• What is asked:
1. Reproduce the passage of the VMFS corruption thread that opens with the words containing "After the firmware" and closes with "a total loss.".
2. Pick up the forum thread about the corrupted VMFS after the EqualLogic firmware update and continue it from its final line.

------ Document passage ------

VMware Cloud Community
Eudmin
Enthusiast
Enthusiast

Corrupt VMFS after EqualLogic firmware update

Last week I updated my EqualLogic firmware from 5.0.2 to 5.0.5 during a planned outage period.  Our electricians were doing breaker maintenance for a day and wanted everything power off.  I suspended my virtual machines instead of shutting them down because I figured it would be faster to start the guests in the VI up this way.  I then shut down my ESX hosts, updated the EqualLogic firmware, restarted the array to see that it had worked, and then shut them down.  I'm running vSphere 4.0, ESX 4.0.0 U2, by the way.  I have 2 NICs on each server talking to my SAN with multipath IO enabled in ESX by adding the nics to the iSCSI adapter (esxcli swiscsi nic add -n vmk1 -d vmhba32).  It worked fine until the firmware update.

After the firmware update I restarted the arrays, then started up my ESX hosts and hit the power button on the suspended VMs.  All seemed to come up fine.  It worked for around 2 days, but when I came in this morning everything in the VI, all of my Windows VM's had bluescreened.  All Linux VMs had kernel panics.  Rebooting VMs give NTFS errors.  The vmkwarning and vmkernel log files are giving errors about corrupted VMFS file systems and lock problems.  I have an open ticket to VMware and was on the phone with them most of the day, but the result is that the VMFS file systems are a total loss.

I'm resigned to rebuilding and restoring what I can, but what could have happened?  They don't know.  Is anyone else running this firmware successfully?

Reply
0 Kudos
13 Replies
idle-jam
Immortal
Immortal

mine looks good. i would suggest getting a call with dell as well ..

------ Collected data ------

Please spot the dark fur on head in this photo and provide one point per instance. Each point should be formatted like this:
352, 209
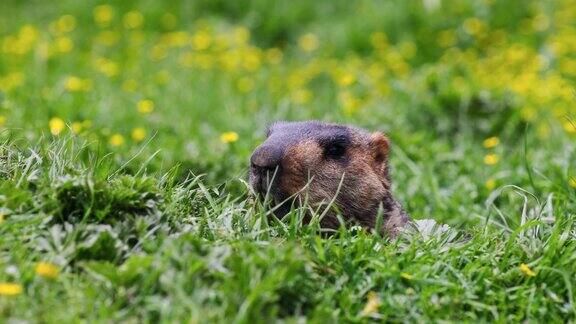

------

• Results of the tasks:
1.
After the firmware update I restarted the arrays, then started up my ESX hosts and hit the power button on the suspended VMs.  All seemed to come up fine.  It worked for around 2 days, but when I came in this morning everything in the VI, all of my Windows VM's had bluescreened.  All Linux VMs had kernel panics.  Rebooting VMs give NTFS errors.  The vmkwarning and vmkernel log files are giving errors about corrupted VMFS file systems and lock problems.  I have an open ticket to VMware and was on the phone with them most of the day, but the result is that the VMFS file systems are a total loss.

2.
Reply
0 Kudos
Eudmin
Enthusiast
Enthusiast

I should have said.  We were all conferenced in together.  Dell got diags from the two PS5000e boxes and said it didn't look like an EqualLogic problem.  VMware asked me to get them in on the case because they didn't see 5.0.5 specifically in their hardware compatibility, but Dell said that they haven't seen lots of people with problems.

I don't have evidence, but it really feels to me like the firmware update did something to the way that multiple ESX servers use MPIO to write to the shared VMFS volumes.

Or maybe the Dell PowerConnect 5448 switches that I use to connect to the SAN went haywire somewhere in the last couple of days.  Sheesh.  Leaves me with lots of work.

Reply
0 Kudos
Eudmin
Enthusiast
Enthusiast

Now I created fresh volumes, installed new copies of ESXi 4.1U1, configured them and connected them to the shared volumes.  When I started writing to them I immediately started getting metadata corruptions.  It's gotta be the firmware?

Reply
0 Kudos
eeg3
Commander
Commander

Sorry to hear about your issue, but thanks for sharing. I'll be sure to wait a bit longer to update my firmware now.

Hopefully VMware or Dell can help you track down the cause.

Blog: http://blog.eeg3.net
Reply
0 Kudos
AndreTheGiant
Immortal
Immortal

I've not yet upgraded (have bad memories about the 5.0.0 "recommended" upgrade) so I cannot exclude firmware issues.

I suggest to call again Dell, because this seems a storage issue.

If you are using EMM try to disable it and go back to round robin or MRU.

Andre

Andrew | http://about.me/amauro | http://vinfrastructure.it/ | @Andrea_Mauro
Eudmin
Enthusiast
Enthusiast

After lots of time on the phone with Dell and VMware tech support we think we've figured out the issue.  It wasn't a VMware problem or a firmware problem per se. It was triggered by my outage period, likely, but what happened was that a single disk had failed in the EqualLogic array without the controller knowing about it.  For some reason this one disk was corrupted and giving out bad reads and writes without triggering a RAID failure and being removed from the array.

We had to configure volumes bound to each member of the storage group and them hammer them with writes and verifying back what we read to see what disk was being read when the read didn't match the write.  Once I pulled that disk I stopped seeing the corruption progress.  I didn't get back the data, but now any new volumes I created didn't get corrupted immediately after formatting them.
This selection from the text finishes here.